Copy out every entry precisely.

Extracted data entries:
----------

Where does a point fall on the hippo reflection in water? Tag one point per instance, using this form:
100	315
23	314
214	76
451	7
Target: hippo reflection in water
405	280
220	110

----------

— OUTPUT OF THE TASK —
Where does a point fall on the hippo reflection in water? Tag one point per instance, using this form:
100	315
23	314
214	76
451	7
Target: hippo reflection in water
405	280
220	110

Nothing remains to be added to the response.